__SET PROBLEM__: Reproduce the passage below on land reform in South Africa word for word, in full.
-- START OF READING PASSAGE --
Land reform in South Africa has failed miserably at addressing the injustices of colonialism and apartheid. Post-apartheid governments have adopted a market-oriented approach to land redistribution by prioritising the willing-seller, willing-buyer model, which has only deepened inequality. The beneficiaries of land are still elites and large agricultural corporations who can access bank loans. Land reform as it stands has not led to restorative justice, nor has it solved the problem of land hunger amongst the masses or among the Black farmworkers who have built up the wealth of farm owners for generations.
Land redistribution is an urgent need to remedy ‘historical wrongs’ and address existing social and economic inequities in order to secure an egalitarian future for all.46 Today in South Africa, farmworkers live under the most dehumanising conditions. In all of the country’s nine provinces, they regularly face eviction despite the existence of laws such as the Extension of Security of Tenure Act 62 of 1997, which is intended to prevent displacement. In cases where farm dwellers resist eviction, landowners have been known to cut off basic services like water and electricity in an effort to push them off the farms. Labour and living conditions on farms are appalling, and the people who live and work there have limited access to education and healthcare services, keeping them trapped in poverty.
Descendants of the forgotten workers from centuries past call for reparation. A land redistribution discussion which deliberately ignores African modes of being and relationality to land upholds the colonial project and portends dehumanising exclusion. Any land redistribution programme which ignores these claims is insufficient.
The following demands from farmworkers and farm dwellers are key components of an effective land reform programme:
- The government of South Africa must consult farmworkers and farm dwellers to incorporate their contributions into the development of a land reform programme which addresses their land needs.
-- END OF READING PASSAGE --
-- START OF DATA LISTING --
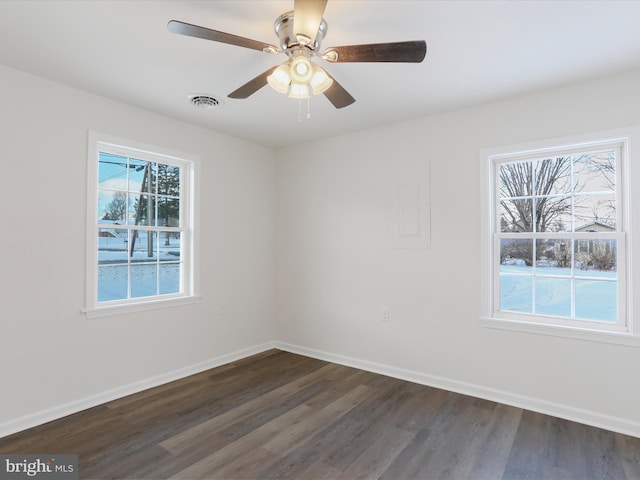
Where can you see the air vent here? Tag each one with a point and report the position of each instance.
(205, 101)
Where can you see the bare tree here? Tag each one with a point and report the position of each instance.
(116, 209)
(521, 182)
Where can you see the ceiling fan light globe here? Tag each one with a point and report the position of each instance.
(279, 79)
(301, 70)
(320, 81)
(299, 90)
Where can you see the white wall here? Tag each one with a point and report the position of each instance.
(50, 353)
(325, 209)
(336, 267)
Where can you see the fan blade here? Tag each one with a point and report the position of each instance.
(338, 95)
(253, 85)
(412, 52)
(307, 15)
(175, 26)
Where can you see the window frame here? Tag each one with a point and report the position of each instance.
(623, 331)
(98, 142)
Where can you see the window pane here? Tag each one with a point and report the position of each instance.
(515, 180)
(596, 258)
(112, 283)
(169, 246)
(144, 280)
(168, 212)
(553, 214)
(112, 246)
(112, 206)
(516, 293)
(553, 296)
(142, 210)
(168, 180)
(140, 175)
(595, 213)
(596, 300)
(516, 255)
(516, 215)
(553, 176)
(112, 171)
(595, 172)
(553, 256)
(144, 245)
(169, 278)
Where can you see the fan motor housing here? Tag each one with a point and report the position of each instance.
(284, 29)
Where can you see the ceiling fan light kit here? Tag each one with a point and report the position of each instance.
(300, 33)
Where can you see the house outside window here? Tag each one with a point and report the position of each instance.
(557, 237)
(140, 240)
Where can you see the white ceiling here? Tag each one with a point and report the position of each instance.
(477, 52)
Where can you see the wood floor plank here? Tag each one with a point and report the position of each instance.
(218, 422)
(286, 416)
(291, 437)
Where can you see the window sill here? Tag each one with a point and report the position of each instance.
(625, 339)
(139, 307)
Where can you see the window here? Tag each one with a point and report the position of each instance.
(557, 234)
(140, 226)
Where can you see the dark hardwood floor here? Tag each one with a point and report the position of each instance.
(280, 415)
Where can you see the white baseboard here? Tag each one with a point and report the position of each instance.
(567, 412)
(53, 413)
-- END OF DATA LISTING --
-- START OF DATA LISTING --
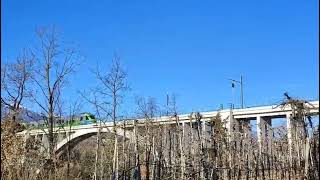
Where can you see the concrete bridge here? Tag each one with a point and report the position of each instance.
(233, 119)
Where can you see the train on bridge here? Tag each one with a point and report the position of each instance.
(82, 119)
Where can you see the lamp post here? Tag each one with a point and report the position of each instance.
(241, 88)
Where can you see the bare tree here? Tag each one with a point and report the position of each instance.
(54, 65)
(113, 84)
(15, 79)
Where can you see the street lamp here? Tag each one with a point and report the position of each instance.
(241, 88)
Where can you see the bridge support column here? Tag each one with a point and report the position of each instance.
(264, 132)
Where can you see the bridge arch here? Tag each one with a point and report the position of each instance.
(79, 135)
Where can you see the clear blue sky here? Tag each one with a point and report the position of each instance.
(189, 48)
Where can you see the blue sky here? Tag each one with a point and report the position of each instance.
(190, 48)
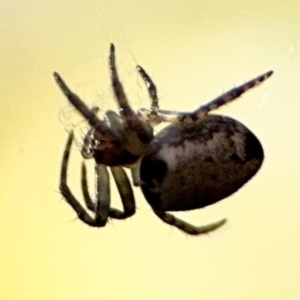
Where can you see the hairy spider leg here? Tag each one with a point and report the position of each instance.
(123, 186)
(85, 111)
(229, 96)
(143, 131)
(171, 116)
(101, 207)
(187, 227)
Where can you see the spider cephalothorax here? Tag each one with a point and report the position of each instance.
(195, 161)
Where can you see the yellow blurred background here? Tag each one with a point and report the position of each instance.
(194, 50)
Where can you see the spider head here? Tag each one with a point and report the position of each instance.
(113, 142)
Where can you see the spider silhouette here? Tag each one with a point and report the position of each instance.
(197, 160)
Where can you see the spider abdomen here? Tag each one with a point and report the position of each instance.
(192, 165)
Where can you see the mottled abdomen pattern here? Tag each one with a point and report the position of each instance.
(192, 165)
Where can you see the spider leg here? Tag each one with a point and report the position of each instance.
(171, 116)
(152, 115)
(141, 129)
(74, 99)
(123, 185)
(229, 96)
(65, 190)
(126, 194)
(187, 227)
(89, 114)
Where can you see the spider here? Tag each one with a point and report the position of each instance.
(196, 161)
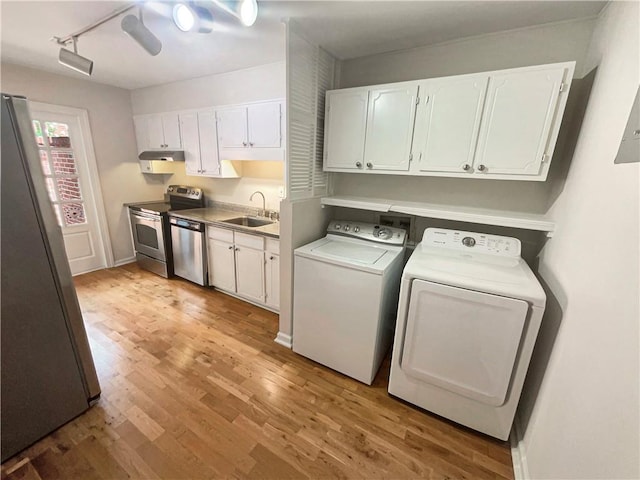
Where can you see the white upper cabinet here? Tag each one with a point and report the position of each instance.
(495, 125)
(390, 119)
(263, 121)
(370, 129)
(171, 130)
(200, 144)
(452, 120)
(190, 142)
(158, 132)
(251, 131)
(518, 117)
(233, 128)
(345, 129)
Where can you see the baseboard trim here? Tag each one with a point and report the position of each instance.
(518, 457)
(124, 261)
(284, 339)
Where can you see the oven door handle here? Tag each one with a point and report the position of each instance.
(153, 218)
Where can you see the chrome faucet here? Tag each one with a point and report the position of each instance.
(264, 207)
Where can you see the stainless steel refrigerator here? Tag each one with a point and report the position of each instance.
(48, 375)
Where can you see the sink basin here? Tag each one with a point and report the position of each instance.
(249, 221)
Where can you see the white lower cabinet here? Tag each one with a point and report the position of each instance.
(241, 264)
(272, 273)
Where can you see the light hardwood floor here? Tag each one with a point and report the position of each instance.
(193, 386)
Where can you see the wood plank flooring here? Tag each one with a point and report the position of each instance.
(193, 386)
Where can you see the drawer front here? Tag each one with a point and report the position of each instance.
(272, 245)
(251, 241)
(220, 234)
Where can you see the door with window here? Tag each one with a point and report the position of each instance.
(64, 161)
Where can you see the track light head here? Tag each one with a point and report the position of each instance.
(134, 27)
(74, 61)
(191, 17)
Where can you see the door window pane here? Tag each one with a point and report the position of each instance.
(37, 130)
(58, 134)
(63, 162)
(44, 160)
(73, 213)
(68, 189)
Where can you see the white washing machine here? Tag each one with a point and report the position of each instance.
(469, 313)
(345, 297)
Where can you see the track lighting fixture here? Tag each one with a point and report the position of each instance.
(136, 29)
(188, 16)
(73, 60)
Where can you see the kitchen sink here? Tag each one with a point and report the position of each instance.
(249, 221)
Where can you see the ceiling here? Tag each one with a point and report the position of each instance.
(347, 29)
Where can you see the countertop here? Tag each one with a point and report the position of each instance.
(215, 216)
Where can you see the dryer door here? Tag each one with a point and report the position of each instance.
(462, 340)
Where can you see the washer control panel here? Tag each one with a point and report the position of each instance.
-- END OF DATA LISTING --
-- START OF DATA LISTING --
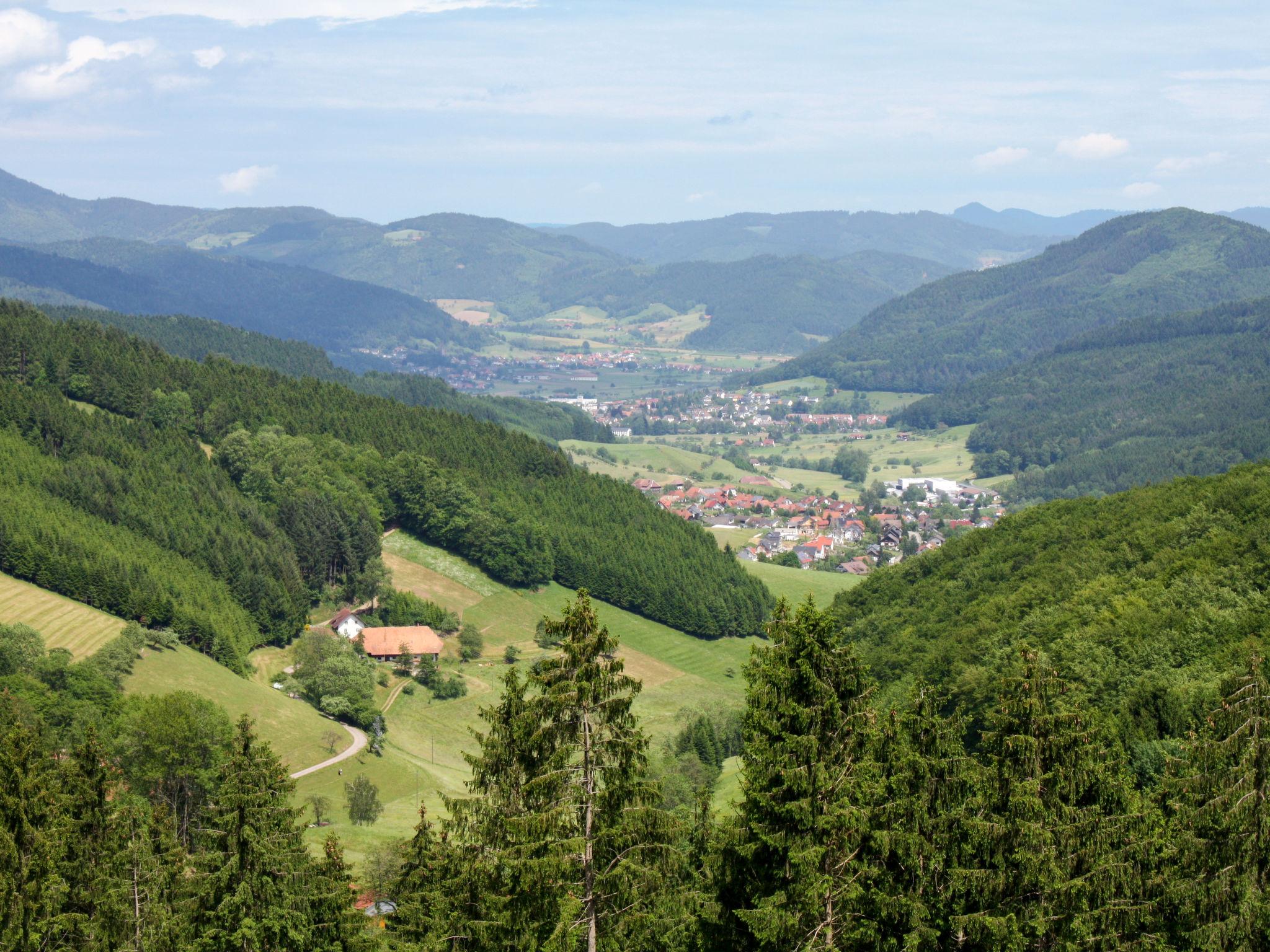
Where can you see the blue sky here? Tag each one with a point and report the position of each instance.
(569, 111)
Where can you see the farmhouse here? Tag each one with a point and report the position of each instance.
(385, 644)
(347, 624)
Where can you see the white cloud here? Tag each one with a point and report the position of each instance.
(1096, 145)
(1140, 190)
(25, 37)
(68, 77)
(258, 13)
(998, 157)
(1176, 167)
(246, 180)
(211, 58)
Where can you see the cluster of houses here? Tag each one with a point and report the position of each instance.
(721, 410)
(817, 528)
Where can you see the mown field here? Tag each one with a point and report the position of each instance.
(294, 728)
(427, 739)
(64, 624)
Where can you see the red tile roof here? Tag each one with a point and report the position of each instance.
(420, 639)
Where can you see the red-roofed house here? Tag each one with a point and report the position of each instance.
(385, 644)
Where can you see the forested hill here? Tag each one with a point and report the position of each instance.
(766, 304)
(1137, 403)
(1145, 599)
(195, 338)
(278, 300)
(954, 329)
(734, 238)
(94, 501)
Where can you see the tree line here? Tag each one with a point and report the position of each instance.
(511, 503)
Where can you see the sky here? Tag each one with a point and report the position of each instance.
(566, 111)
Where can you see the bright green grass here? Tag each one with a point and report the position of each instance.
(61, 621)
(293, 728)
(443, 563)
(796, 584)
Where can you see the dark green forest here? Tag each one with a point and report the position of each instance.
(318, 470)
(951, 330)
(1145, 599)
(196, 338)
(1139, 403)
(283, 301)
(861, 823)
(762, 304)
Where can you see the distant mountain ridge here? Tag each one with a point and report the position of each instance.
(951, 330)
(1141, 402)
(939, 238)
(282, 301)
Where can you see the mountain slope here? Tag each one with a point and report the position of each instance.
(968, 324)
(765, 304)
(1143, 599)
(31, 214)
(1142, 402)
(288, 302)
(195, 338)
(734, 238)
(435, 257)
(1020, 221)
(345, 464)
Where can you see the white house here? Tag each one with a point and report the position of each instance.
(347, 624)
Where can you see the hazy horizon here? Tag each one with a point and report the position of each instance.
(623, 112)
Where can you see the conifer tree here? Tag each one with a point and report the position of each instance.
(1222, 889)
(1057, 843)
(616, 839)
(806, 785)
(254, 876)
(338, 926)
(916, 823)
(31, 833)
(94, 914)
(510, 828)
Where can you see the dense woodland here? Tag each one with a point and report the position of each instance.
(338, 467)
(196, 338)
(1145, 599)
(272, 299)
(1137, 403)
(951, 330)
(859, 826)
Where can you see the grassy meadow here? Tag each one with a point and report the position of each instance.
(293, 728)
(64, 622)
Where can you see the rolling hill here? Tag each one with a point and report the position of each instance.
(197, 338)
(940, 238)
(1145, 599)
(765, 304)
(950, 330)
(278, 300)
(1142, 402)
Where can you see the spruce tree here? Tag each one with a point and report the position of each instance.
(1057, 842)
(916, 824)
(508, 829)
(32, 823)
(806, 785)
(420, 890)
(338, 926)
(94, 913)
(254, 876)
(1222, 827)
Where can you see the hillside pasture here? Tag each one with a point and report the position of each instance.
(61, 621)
-- END OF DATA LISTING --
__REPLY TO THE EXERCISE__:
Land reform in South Africa has failed miserably at addressing the injustices of colonialism and apartheid. Post-apartheid governments have adopted a market-oriented approach to land redistribution by prioritising the willing-seller, willing-buyer model, which has only deepened inequality. The beneficiaries of land are still elites and large agricultural corporations who can access bank loans. Land reform as it stands has not led to restorative justice, nor has it solved the problem of land hunger amongst the masses or among the Black farmworkers who have built up the wealth of farm owners for generations.
Land redistribution is an urgent need to remedy ‘historical wrongs’ and address existing social and economic inequities in order to secure an egalitarian future for all.46 Today in South Africa, farmworkers live under the most dehumanising conditions. In all of the country’s nine provinces, they regularly face eviction despite the existence of laws such as the Extension of Security of Tenure Act 62 of 1997, which is intended to prevent displacement. In cases where farm dwellers resist eviction, landowners have been known to cut off basic services like water and electricity in an effort to push them off the farms. Labour and living conditions on farms are appalling, and the people who live and work there have limited access to education and healthcare services, keeping them trapped in poverty.
Descendants of the forgotten workers from centuries past call for reparation. A land redistribution discussion which deliberately ignores African modes of being and relationality to land upholds the colonial project and portends dehumanising exclusion. Any land redistribution programme which ignores these claims is insufficient.
The following demands from farmworkers and farm dwellers are key components of an effective land reform programme:
- The government of South Africa must consult farmworkers and farm dwellers to incorporate their contributions into the development of a land reform programme which addresses their land needs.